[Text passage — start]

Stop Trying to Be Happy


If you ask 100 people what they want out of life, 99 of them will give you the same vague answer:

“I just want to be happy.”

It sounds innocent. It sounds logical. But I am here to tell you that “trying to be happy” is actually the recipe for misery.

The modern obsession with constant happiness is making us anxious, depressed, and fragile. We treat happiness as the default setting, and if we aren’t smiling or thrilled, we assume something is broken.

Here is the reality check: Happiness is not a goal. It is a side effect.

The Trap of “The High”

Think about the last time you felt pure happiness. Maybe it was a promotion, a first date, or buying a new car.

How long did it last? A day? A week?

Happiness is an emotion. And like all emotions (anger, fear, surprise), it is temporary. It is a spike in your biochemistry designed to reward you for something.

[Text passage — finish]
[Extracted entries — start]

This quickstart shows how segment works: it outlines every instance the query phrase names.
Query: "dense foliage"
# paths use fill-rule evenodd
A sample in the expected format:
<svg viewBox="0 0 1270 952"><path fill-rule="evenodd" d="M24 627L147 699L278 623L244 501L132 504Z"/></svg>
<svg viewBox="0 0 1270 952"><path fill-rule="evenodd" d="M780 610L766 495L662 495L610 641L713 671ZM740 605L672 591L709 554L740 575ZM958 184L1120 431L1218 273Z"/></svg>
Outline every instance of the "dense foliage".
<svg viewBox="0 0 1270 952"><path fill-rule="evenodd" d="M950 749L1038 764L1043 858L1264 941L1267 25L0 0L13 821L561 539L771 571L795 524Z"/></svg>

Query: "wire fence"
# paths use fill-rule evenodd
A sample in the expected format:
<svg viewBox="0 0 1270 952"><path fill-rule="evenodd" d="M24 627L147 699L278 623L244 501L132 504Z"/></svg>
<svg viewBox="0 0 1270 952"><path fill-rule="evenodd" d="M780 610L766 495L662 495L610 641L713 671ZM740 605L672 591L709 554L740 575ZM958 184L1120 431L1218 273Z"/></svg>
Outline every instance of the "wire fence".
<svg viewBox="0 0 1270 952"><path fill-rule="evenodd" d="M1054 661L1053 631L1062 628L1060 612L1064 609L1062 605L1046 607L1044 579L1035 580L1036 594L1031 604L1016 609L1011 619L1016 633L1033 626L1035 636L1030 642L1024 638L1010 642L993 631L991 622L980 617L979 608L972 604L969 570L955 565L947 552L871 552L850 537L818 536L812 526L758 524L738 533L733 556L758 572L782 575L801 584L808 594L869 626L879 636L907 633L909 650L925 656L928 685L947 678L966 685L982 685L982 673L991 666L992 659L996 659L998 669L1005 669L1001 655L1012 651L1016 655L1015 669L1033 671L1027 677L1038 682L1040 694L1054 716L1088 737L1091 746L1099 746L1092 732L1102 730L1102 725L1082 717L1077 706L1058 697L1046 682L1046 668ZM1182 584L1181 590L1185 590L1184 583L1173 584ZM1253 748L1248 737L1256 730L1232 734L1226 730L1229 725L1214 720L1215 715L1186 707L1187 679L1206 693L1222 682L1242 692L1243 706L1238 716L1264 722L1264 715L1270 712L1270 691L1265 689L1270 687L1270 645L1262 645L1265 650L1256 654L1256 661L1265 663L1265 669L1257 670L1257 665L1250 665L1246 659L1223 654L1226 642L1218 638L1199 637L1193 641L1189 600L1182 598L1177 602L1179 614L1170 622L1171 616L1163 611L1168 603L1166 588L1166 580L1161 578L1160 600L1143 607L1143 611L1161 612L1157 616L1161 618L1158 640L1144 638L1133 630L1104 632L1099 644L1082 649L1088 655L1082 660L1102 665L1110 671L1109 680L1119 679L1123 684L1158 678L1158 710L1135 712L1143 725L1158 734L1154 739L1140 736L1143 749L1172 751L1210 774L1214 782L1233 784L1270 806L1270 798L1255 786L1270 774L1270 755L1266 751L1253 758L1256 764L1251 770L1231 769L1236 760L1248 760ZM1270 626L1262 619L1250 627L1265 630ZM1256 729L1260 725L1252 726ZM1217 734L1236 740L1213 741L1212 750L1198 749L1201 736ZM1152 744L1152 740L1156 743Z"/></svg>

[Extracted entries — finish]

## Set of tasks
a. From the essay on happiness, copy the passage starting with "If you ask 100" and going on through "a side effect.".
b. In the essay on happiness, what does the writer say happiness is instead of a goal?
c. Continue the essay on happiness from where it stops.

## Answers to the exercise
a.
If you ask 100 people what they want out of life, 99 of them will give you the same vague answer:

“I just want to be happy.”

It sounds innocent. It sounds logical. But I am here to tell you that “trying to be happy” is actually the recipe for misery.

The modern obsession with constant happiness is making us anxious, depressed, and fragile. We treat happiness as the default setting, and if we aren’t smiling or thrilled, we assume something is broken.

Here is the reality check: Happiness is not a goal. It is a side effect.

b. A side effect.

c.
Biologically, you are not designed to be happy all the time. If you were constantly euphoric, you would be eaten by a predator because you wouldn’t be paying attention to threats.

When you make “Happiness” your primary goal, you are chasing a ghost. You are trying to make a fleeting emotion permanent. And when the feeling inevitably fades (because it always does), you panic. You think, “Why am I not happy anymore? What’s wrong with me?”

Nothing is wrong with you. You just came down from the high.

The Hedonic Treadmill

Psychologists call this the Hedonic Treadmill.

No matter what happens to you, winning the lottery or losing a leg. Your brain eventually returns to its “baseline” level of satisfaction.

  • You buy the dream house. You are happy for 3 months. Then, it just becomes “the house.” You start worrying about the mortgage and the leaky roof.
  • You get the dream job. You are thrilled for a month. Then, it just becomes “work.”

If you chase happiness, you have to keep running faster and faster on the treadmill just to stay in the same place. It is exhausting.

The Better Goal: Peace

If we shouldn’t aim for happiness, what should we aim for?

Aim for Peace.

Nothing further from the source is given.